Robert E. HICKS, as Trustee of North American Acceptance Corporation, Plaintiff,
v.
Joseph A. CALIFANO, Jr., Secretary of Health, Education and Welfare, and Dr. Ernest L. Boyer, U. S. Commissioner of Education, Defendants.
Civ. A. No. C76-791A.
United States District Court, N. D. Georgia, Atlanta Division.
June 27, 1977.*279 Hicks, Maloof & Campbell, Atlanta, Ga., for plaintiff.
John W. Stokes, Jr., U. S. Atty., Julian M. Longley, Jr., Asst. U. S. Atty., Carl H. Harper, Regional Atty., U. S. Dept. of Health, Education and Welfare, Steven J. Edelstein, Alvin N. Jaffe, Asst. Regional Attys., Atlanta, Ga., for defendants.
ORDER ON MOTIONS FOR SUMMARY JUDGMENT BY PLAINTIFF AND DEFENDANT
HOOPER, Senior District Judge.
I. STATEMENT OF THE CASE
Plaintiff, as Trustee in Bankruptcy for North American Acceptance Corporation, filed a complaint on May 4, 1976 which was amended on November 3, 1976. Said complaint in Three Counts alleged that a contract of insurance existed between North American Acceptance Corporation and the defendants covering certain student loans, and that as a result of default by the borrowers of those loans plaintiff is entitled to Judgment against the United States in the amount of $279,264.31.[1] Defendants, the Secretary of Health, Education and Welfare, and the Commissioner of Education answered the same on December 20, 1976 after certain motions to dismiss had been denied by the Court.
The instant suit arose with respect to defendants' federal program of low interest insured loans to students in institutions of higher education pursuant to 20 U.S.C. § 1071, et seq.
In Count One plaintiff alleges the theory of estoppel against the government on the ground that the defendants knew, approved, and accepted the policy of disbursement before stamping "federally insured."
In Count Two plaintiff alleges that the issuance of insurance took place as of July 12, 1971 pursuant to "contract of insurance" signed on that date.
Count Three alleges that the conduct of defendants' agents constitutes an express waiver of the regulation contained in 45 C.F.R. 177.42(b) which provides
. . . . unless expressly provided for, no disbursements made on a loan prior to the issuance of insurance shall be covered.
=====
WHAT TO DO —
1. According to the court order, on what date did the plaintiff file the original complaint?
2. Write the next part of the court order, picking up after its final sentence.
The lines after this point come from a separate source.

SOURCE DATA —
=====
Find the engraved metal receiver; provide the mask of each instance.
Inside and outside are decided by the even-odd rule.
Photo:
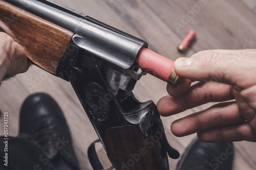
[[[156,105],[141,103],[132,90],[146,73],[135,62],[147,43],[52,1],[6,0],[73,33],[57,76],[70,82],[98,137],[89,147],[94,169],[101,165],[95,149],[101,142],[111,169],[169,169],[168,143]],[[65,48],[66,50],[66,48]]]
=====
SET OF ANSWERS —
1. May 4, 1976.

2.
From this record the Court finds the following to be a correct statement of facts without dispute.
1. This Court has subject matter jurisdiction, personal jurisdiction and venue over this case and these defendants.
2. The defendants have sponsored a federal program of low interest insured loans to students in institutions of higher education pursuant to 20 U.S.C. § 1071, et seq.
3. The defendants have promulgated regulations for the purposes of implementing said legislation, said regulations being found in 45 C.F.R. Part 177.
*280 4. Between September 1971 and September 1973, North American Acceptance Corporation was an "eligible lender" as defined in 20 U.S.C. § 1085(g) and 45 C.F.R. § 177.1(h).
5. North American Acceptance Corporation and the Office of Education of the Department of Health, Education and Welfare entered into a "Contract of Insurance" dated July 12, 1971.
6. North American Acceptance Corporation between September, 1971 and September, 1973 lent money to individuals enrolled or about to be enrolled at Blayton Business College of Atlanta, Georgia. Among those were the 95 individuals whose loans are the subject of this lawsuit.
7. Some students to whom money was lent by North American Acceptance Corporation who attended Blayton Business College are in default of their loans. Among those students are the 95 students whose loans are the subject of this lawsuit.
8. North American Acceptance Corporation has made claims to the Office of Education of the Department of Health, Education and Welfare on 95 loans aggregating $246,280.28 which have been denied by the Office of Education of the Department of Health, Education and Welfare on the grounds that disbursements were made prior to the date of insurance issuance.
9. The disbursements to each of the borrowers were made prior to the dates on which[2] were stamped "federally insured" by agents of the defendants.
10. All of the defaulted 95 loans sought to be collected in this action were made by North American Acceptance Corporation between September 1971 and September 1973.
11. In addition to the claims based on the 95 loans now in default, the defendants have set off against approved claims interest and special allowance paid off by the defendants on those 95 claims amounting to $32,984.03.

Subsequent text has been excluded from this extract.